**What is needed:** Below is a block of records; repeat each one exactly.

Start Supplied records

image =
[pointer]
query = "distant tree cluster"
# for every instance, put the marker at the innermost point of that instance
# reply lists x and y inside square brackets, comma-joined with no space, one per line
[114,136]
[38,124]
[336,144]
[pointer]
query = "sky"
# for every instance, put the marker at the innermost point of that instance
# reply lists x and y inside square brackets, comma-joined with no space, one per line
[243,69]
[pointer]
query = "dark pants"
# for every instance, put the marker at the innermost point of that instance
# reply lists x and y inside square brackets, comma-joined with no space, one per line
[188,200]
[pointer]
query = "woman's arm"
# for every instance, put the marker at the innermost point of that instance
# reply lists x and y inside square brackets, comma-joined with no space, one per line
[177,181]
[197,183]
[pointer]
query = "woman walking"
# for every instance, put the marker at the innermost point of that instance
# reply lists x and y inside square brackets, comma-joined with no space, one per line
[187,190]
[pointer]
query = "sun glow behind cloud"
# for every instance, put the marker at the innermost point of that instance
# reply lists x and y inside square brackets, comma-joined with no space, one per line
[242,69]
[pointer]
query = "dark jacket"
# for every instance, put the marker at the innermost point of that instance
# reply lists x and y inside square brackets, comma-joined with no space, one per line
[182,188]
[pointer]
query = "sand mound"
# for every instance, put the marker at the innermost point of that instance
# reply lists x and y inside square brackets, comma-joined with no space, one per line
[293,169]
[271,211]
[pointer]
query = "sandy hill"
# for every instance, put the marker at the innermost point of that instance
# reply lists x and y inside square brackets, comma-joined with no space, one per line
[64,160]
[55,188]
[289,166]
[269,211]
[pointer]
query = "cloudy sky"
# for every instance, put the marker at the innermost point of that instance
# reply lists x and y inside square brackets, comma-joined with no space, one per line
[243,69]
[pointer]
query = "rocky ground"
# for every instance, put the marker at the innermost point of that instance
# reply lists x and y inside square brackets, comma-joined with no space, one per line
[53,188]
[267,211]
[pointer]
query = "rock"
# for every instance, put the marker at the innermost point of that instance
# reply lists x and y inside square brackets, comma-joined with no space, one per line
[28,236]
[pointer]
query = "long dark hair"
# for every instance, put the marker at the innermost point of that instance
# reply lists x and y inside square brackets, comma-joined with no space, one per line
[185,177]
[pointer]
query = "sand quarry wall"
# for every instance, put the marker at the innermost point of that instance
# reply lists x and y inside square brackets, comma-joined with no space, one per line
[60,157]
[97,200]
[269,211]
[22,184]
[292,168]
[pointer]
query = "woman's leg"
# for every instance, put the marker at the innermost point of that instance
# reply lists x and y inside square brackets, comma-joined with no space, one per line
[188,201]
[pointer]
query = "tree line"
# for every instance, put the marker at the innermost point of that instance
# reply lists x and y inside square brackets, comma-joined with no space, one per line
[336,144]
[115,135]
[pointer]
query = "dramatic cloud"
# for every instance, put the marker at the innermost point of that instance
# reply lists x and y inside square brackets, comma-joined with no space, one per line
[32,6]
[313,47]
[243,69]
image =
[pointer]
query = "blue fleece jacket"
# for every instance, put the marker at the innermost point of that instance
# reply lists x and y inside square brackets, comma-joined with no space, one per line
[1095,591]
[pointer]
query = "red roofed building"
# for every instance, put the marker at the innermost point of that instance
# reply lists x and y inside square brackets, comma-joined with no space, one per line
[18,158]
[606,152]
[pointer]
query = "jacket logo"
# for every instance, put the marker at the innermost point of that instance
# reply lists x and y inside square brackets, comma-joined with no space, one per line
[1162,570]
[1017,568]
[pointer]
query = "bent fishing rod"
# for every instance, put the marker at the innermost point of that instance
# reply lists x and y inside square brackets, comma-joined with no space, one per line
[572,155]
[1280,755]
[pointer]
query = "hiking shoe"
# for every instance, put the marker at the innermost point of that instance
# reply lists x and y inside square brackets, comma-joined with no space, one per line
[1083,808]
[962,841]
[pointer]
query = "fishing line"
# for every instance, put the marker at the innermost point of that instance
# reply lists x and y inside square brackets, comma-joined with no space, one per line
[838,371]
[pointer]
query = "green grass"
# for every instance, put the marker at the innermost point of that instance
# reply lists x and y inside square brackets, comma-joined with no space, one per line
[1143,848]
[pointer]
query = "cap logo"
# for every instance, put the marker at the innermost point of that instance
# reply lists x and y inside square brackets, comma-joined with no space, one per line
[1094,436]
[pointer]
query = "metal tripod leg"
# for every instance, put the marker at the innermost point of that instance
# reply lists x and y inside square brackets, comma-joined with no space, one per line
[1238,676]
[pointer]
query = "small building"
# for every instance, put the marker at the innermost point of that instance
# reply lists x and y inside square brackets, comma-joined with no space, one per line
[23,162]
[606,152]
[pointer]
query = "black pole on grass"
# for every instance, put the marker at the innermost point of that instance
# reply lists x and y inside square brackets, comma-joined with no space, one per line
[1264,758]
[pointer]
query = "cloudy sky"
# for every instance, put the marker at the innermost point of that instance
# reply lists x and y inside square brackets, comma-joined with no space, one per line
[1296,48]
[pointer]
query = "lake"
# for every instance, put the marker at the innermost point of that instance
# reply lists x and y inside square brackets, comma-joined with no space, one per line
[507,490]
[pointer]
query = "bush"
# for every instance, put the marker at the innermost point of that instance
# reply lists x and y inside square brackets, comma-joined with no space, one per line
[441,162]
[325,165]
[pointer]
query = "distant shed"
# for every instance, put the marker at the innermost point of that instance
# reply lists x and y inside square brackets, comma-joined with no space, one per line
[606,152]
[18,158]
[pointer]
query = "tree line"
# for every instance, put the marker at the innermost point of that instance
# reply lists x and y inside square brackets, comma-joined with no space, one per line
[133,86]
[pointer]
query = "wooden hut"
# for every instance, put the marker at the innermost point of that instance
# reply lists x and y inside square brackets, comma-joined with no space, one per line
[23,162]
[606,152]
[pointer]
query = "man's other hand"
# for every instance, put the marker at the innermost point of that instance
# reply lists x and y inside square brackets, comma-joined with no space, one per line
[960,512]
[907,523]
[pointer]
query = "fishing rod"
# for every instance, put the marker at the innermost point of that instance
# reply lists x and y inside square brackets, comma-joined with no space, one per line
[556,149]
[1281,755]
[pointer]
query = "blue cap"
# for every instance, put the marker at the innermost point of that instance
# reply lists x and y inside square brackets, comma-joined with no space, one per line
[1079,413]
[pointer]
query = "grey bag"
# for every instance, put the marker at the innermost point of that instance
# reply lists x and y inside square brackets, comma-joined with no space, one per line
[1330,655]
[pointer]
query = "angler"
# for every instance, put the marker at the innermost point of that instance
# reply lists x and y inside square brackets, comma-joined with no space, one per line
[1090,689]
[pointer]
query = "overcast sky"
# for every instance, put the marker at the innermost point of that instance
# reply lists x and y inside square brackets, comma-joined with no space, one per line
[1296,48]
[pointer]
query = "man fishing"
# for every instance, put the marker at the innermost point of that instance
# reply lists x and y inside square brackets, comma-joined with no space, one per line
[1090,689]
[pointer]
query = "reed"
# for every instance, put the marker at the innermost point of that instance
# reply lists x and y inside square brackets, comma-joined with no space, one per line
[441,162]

End Supplied records

**Answer for the task:**
image =
[pointer]
query = "distant tree cluster"
# for every instance, put the marker at the innermost point of that instance
# reply lists x and y inside square brackets, comma-joined with no space, one per line
[114,136]
[38,124]
[336,144]
[pointer]
query = "sky"
# for every instance, put the marker at the innermost point of that instance
# reply lists x and y inside square brackets, comma-joined with no space, one per line
[243,69]
[pointer]
query = "dark pants"
# for every instance, put the marker at the innermost point of that instance
# reply lists x and y inside square brackets, comma-joined with no space, one per line
[188,200]
[pointer]
query = "woman's arm"
# for every instance, put the marker at the innermost point of that instance
# reply lists x and y inside square brackets, comma-joined with no space, one per line
[177,181]
[197,183]
[pointer]
query = "woman walking"
# for every instance, put the marker at the innermost point of that instance
# reply lists x and y inside square brackets, comma-joined with no space, one per line
[187,190]
[pointer]
query = "sun glow behind cloud"
# for every instance, put the marker at the innermost point of that instance
# reply lists x and y inside square brackets, comma-joined with no space, one per line
[242,69]
[pointer]
query = "dark jacket"
# for every instance, put the marker at the innermost point of that instance
# reply lists x and y inside square brackets, comma-joined with no space, one per line
[182,188]
[pointer]
query = "sand mound"
# for every instance, put the marker at the innermost point of that instance
# reply lists x and y inside square brackets, comma-joined with no space, one per line
[293,169]
[271,211]
[pointer]
query = "sandy hill"
# for every instance, put the marker at the innermost point of that instance
# reply lists x and y inside square brackets, comma-joined with no space, one per line
[64,160]
[55,188]
[289,166]
[269,211]
[pointer]
query = "cloudy sky"
# for every instance, put the marker at the innermost point of that instance
# reply lists x and y inside square brackets, comma-joined with no space, one per line
[243,69]
[pointer]
query = "rocky ground"
# for every instance, put the marker at the innermost point of that instance
# reply lists x and y inside square brackets, comma-joined with no space, one per line
[53,188]
[267,211]
[pointer]
query = "rock"
# for every instance, put the marker at the innermost point of that instance
# reply lists x and y inside square brackets, comma-joined with no space, one per line
[28,236]
[pointer]
query = "long dark hair"
# for every instance, put the marker at the innermost point of that instance
# reply lists x and y inside square brackets, comma-joined with no space, one per line
[185,177]
[pointer]
query = "sand quarry wall"
# for every instance, put the marker at the innermost point of that instance
# reply lists x and y inside square brackets, comma-joined with no space, one per line
[60,157]
[97,200]
[269,211]
[22,184]
[292,168]
[pointer]
query = "woman's leg"
# for every instance, put the marker at the innermost point of that instance
# reply lists x and y inside square brackets, comma-joined with no space, one per line
[188,201]
[pointer]
query = "tree line"
# for every instance, put the marker at the innermost point of that instance
# reply lists x and y inside square brackets, comma-joined with no space, one per line
[336,144]
[115,135]
[pointer]
query = "dramatic cloud"
# for every instance, put the marker at the innermost point of that instance
# reply lists x and y inside square brackets, comma-joined with no space, one per line
[32,6]
[313,47]
[243,69]
image =
[pointer]
query = "blue fleece jacket"
# for every instance, put the marker at the innermost point of that instance
# reply lists x and y inside square brackets, comma-joined with no space, one per line
[1095,591]
[pointer]
query = "red roofed building"
# for every instance, put the marker at the innermost point of that instance
# reply lists x and y inside square brackets, comma-joined with no space, one per line
[18,158]
[606,152]
[pointer]
query = "jacket logo"
# for every instance, put the marker at the innermost point of that instance
# reply lists x and y inside square brackets, comma-joined with no space, one per line
[1162,570]
[1017,568]
[pointer]
query = "bent fishing rod"
# for every instance, put the marker at the innermost point of that instance
# reply lists x and y inside square brackets, comma-joined with no space, one per line
[572,155]
[1280,755]
[pointer]
query = "hiking shoe"
# for every instance, put the marker at the innermost point of that instance
# reply lists x and y inside square brackets, comma-joined with no space, one per line
[1083,808]
[962,841]
[pointer]
query = "fishing line"
# for every instance, put the marker at the innermost point of that instance
# reply lists x and y inside square brackets, comma-joined with no space, one per line
[838,371]
[pointer]
query = "green grass"
# for every instance, put the marker at the innermost point of that instance
# reply lists x and y inside square brackets, comma-joined with no space, one per line
[1143,848]
[pointer]
query = "cap logo"
# for every instance, put the marker at the innermost point of that instance
# reply lists x and y inside square brackets, comma-joined with no space, one per line
[1094,436]
[pointer]
query = "metal tripod leg"
# for every instance, put the marker at the innermost point of that instance
# reply lists x and y inside square brackets, comma-joined with no space, one per line
[1238,676]
[pointer]
query = "small building"
# for every instance, put the marker at the innermost point of that instance
# reply lists x and y inside square brackets, comma-joined with no space, one per line
[23,162]
[606,152]
[pointer]
query = "black pole on grass"
# for every instance, put the marker at the innermost point of that instance
# reply lists x and y inside square brackets, comma-joined with no space, one per line
[1264,758]
[pointer]
query = "cloudy sky"
# for every instance, put the marker at the innermost point of that instance
# reply lists x and y inside square brackets, comma-joined with no space, one per line
[1296,48]
[pointer]
query = "lake"
# for every instance, put the marker at the innermost point of that instance
# reply lists x and y inside square brackets, comma-joined with no space, one per line
[507,490]
[pointer]
query = "bush"
# for every instance, put the marker at the innermost point of that instance
# reply lists x and y inside square brackets, comma-joined with no space, one per line
[441,162]
[325,165]
[pointer]
query = "distant shed"
# for every instance, put the marker at the innermost point of that instance
# reply lists x and y inside square brackets, comma-joined with no space, one per line
[606,152]
[18,158]
[pointer]
query = "tree line"
# for every instance, put the marker at the innermost point of that instance
# reply lists x and y inside square brackets, comma-joined with no space, one per line
[133,86]
[pointer]
query = "wooden hut"
# for every instance, put the marker at the innermost point of that instance
# reply lists x and y inside square brackets, comma-joined with no space, one per line
[23,162]
[606,152]
[pointer]
query = "man's other hand"
# for every instance, put the marker at the innermost point of that instance
# reply lists x and y inside square brackets, comma-joined with no space, one per line
[960,512]
[907,523]
[pointer]
query = "fishing rod"
# for every instance, put the marker at the innermost point of that instance
# reply lists x and y inside square brackets, comma-joined with no space, one per line
[556,149]
[1281,755]
[pointer]
query = "blue cap"
# for every instance, put the marker at the innermost point of that instance
# reply lists x and y inside square brackets, comma-joined with no space, one per line
[1079,413]
[pointer]
query = "grey bag"
# for every instance, put the marker at the innermost point of that instance
# reply lists x and y inside square brackets, comma-joined with no space, one per line
[1330,655]
[pointer]
query = "angler"
# for every instance, put the marker at the innermost point of that instance
# reply lists x and y inside square brackets, comma-joined with no space, one per line
[1090,689]
[pointer]
query = "overcast sky"
# for every instance, put the marker at the innermost point of that instance
# reply lists x and y inside square brackets, comma-joined with no space, one per line
[1296,48]
[pointer]
query = "man fishing"
# for every instance, put the marker at the innermost point of that instance
# reply lists x and y inside square brackets, comma-joined with no space, one per line
[1090,689]
[pointer]
query = "reed"
# for every instance, put the marker at the innermost point of that instance
# reply lists x and y inside square brackets, comma-joined with no space, one per line
[441,162]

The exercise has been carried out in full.